■ **AIM**:
Gather every line of the data below that contains the word "hand", and list those lines in the order they appear.

-------

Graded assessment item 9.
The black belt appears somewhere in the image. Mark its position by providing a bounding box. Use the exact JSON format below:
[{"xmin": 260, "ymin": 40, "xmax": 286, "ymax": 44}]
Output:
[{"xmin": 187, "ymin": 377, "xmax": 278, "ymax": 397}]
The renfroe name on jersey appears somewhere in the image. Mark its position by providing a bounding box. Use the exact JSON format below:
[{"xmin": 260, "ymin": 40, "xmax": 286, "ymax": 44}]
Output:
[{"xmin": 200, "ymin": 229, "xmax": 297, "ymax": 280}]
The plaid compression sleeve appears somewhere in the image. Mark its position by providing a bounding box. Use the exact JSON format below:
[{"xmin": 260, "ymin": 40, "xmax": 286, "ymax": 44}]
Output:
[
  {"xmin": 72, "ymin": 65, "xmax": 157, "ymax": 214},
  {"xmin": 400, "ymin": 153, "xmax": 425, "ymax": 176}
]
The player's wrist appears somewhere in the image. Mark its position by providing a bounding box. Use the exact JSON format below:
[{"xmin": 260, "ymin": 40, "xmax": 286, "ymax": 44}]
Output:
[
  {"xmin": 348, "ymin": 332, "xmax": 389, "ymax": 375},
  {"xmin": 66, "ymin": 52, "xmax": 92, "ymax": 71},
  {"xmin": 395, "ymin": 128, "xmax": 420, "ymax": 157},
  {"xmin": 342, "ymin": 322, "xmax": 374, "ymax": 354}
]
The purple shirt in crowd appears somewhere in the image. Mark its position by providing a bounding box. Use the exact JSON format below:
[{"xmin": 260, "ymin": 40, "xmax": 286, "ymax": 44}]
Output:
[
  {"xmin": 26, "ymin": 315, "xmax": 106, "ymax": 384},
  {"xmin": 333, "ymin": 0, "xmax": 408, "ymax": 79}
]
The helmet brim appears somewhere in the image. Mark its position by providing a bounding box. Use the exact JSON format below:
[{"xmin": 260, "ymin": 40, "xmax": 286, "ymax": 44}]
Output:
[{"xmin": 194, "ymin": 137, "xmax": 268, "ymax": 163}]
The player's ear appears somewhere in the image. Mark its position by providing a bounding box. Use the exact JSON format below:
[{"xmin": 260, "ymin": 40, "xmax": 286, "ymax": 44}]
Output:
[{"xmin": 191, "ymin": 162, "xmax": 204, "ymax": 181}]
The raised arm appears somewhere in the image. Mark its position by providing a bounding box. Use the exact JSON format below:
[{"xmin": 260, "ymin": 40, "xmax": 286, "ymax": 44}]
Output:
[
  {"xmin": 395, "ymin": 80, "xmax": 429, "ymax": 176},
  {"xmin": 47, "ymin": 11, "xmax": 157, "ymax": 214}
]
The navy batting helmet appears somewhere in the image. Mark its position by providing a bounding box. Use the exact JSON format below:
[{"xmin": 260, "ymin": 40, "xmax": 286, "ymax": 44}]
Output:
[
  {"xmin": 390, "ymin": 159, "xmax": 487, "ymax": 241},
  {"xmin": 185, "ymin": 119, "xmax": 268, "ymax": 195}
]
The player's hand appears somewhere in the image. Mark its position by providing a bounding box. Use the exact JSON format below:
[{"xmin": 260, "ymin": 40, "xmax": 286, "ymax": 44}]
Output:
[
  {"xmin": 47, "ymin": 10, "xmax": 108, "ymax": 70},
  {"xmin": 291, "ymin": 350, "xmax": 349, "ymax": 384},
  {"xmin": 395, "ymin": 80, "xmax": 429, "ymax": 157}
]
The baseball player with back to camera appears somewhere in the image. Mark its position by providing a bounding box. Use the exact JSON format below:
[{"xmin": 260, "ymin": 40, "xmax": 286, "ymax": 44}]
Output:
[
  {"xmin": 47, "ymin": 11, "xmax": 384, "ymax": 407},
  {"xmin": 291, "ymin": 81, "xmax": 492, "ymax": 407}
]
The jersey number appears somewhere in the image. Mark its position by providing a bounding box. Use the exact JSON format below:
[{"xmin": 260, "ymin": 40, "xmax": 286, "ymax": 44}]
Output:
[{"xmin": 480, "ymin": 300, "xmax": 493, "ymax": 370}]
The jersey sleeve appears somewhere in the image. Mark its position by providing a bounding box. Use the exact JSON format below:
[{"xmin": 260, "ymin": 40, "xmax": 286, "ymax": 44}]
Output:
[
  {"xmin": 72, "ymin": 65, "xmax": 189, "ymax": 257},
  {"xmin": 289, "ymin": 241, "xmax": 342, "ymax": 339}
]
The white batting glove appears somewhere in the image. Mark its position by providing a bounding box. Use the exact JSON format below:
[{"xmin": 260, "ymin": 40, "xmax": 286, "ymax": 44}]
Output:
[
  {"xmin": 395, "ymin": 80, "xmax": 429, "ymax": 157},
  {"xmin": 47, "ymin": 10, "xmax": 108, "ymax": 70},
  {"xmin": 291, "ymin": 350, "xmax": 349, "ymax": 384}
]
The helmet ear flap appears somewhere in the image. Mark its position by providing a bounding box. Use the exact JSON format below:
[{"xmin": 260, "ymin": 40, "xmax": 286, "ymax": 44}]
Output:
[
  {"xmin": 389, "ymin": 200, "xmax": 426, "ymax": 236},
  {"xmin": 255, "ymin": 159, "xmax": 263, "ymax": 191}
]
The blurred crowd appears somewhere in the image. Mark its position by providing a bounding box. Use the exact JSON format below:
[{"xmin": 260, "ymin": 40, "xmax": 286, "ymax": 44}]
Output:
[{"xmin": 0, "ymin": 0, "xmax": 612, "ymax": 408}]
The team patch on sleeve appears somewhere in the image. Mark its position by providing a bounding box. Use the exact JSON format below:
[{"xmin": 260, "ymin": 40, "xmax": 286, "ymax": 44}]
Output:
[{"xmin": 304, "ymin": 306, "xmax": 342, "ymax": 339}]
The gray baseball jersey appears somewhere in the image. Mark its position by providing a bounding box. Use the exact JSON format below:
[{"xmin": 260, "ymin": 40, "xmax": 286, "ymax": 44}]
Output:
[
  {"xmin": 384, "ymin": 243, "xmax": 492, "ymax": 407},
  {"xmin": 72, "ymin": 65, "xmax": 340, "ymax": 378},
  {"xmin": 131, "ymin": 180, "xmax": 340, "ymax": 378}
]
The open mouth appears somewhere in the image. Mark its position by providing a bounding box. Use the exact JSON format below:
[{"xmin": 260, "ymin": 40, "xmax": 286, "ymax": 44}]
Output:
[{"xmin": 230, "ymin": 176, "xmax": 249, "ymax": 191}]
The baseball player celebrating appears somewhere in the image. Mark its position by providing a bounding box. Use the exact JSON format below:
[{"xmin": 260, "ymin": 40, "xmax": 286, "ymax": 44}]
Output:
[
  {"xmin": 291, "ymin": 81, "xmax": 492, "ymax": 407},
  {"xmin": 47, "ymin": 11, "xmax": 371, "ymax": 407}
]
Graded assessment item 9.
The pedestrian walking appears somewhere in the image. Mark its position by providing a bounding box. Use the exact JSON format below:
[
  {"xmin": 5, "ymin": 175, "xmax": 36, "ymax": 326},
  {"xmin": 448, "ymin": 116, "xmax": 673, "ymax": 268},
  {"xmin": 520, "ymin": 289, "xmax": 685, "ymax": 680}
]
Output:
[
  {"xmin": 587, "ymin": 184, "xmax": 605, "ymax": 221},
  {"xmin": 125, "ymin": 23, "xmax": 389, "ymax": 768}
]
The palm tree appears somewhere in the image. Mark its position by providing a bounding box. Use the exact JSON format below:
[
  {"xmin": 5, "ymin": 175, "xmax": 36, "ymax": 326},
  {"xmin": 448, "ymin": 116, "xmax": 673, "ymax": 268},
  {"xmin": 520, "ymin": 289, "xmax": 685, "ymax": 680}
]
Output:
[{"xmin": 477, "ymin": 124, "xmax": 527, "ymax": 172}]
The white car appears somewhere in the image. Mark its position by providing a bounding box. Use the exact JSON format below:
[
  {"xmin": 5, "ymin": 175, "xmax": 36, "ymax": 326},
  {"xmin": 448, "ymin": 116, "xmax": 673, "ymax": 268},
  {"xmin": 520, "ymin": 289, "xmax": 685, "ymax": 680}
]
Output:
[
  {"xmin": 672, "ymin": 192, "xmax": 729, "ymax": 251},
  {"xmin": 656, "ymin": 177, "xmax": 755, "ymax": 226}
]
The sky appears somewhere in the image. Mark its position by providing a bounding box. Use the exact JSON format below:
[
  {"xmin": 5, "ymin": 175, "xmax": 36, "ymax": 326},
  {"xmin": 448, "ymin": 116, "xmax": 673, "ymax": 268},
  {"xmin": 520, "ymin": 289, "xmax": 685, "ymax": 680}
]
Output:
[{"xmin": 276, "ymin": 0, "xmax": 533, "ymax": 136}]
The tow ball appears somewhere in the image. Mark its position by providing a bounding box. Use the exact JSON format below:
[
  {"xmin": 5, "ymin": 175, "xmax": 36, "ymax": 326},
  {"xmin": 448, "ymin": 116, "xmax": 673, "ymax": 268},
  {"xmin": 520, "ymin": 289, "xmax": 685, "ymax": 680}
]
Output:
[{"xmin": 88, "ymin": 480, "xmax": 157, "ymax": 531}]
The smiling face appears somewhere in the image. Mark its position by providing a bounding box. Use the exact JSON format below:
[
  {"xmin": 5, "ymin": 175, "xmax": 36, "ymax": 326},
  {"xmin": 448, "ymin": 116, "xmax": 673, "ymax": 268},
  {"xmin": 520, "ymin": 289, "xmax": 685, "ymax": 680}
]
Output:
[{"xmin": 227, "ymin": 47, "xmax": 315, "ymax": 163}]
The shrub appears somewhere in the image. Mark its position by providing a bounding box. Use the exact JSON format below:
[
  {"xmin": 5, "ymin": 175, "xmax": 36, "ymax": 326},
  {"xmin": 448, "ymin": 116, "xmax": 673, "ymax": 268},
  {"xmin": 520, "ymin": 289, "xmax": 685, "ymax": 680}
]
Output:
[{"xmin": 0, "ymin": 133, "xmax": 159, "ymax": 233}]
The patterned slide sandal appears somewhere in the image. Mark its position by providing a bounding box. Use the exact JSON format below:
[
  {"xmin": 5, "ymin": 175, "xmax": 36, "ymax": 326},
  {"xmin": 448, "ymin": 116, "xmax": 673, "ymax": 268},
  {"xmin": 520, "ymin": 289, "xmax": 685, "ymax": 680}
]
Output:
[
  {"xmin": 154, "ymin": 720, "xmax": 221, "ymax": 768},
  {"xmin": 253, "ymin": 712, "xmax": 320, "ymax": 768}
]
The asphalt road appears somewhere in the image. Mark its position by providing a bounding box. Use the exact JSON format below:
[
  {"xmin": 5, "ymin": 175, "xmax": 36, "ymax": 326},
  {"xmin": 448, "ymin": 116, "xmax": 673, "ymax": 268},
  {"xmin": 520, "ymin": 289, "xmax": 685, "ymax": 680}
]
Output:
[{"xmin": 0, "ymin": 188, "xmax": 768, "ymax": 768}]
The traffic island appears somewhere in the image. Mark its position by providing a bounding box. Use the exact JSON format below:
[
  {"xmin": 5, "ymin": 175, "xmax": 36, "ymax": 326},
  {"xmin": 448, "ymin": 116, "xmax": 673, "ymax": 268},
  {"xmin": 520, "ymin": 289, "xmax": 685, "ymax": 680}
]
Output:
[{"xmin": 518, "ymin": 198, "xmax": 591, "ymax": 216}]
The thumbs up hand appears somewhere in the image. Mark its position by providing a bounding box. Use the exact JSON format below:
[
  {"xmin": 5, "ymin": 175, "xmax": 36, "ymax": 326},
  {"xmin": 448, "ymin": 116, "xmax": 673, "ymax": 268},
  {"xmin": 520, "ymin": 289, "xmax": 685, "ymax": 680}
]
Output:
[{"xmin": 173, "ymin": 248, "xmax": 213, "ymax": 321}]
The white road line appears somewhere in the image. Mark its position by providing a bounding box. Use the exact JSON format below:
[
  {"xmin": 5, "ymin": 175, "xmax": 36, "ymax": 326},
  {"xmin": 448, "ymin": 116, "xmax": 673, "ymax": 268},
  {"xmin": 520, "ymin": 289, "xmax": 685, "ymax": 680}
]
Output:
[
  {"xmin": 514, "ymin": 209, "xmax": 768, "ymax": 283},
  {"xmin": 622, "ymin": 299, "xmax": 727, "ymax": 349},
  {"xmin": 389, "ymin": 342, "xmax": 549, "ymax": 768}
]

-------

■ **FULL ANSWER**:
The player's hand appears somewhere in the image. Mark its position by providing a bounding box. Use the exact JSON format below:
The thumbs up hand appears somewhere in the image. Mark its position by providing a bounding box. Use the exact JSON format below:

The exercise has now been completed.